* Direction
Rewrite the rows below with each "leather" swapped for "suede" and nothing else changed. Leave out the pictures.

* Record set
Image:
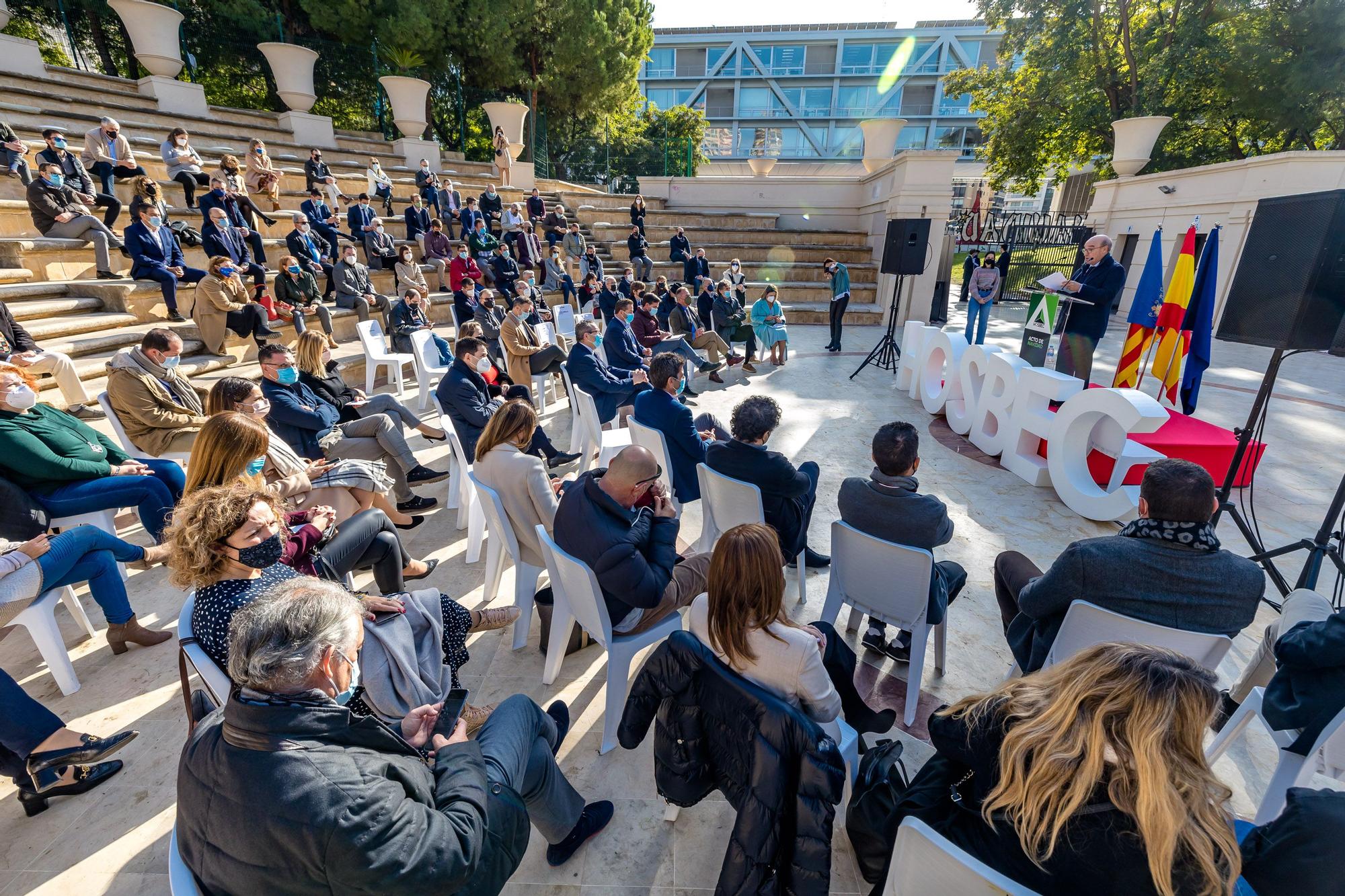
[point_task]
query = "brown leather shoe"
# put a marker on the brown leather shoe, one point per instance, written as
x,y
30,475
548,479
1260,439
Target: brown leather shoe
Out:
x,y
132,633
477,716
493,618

* Answer to the problem
Image:
[point_task]
query = "brown suede shoe"
# put a marker on the brown suede shoe, one point per instance, written as
x,y
30,475
548,479
1260,439
Target: brown suede shoe
Out:
x,y
132,633
477,716
493,618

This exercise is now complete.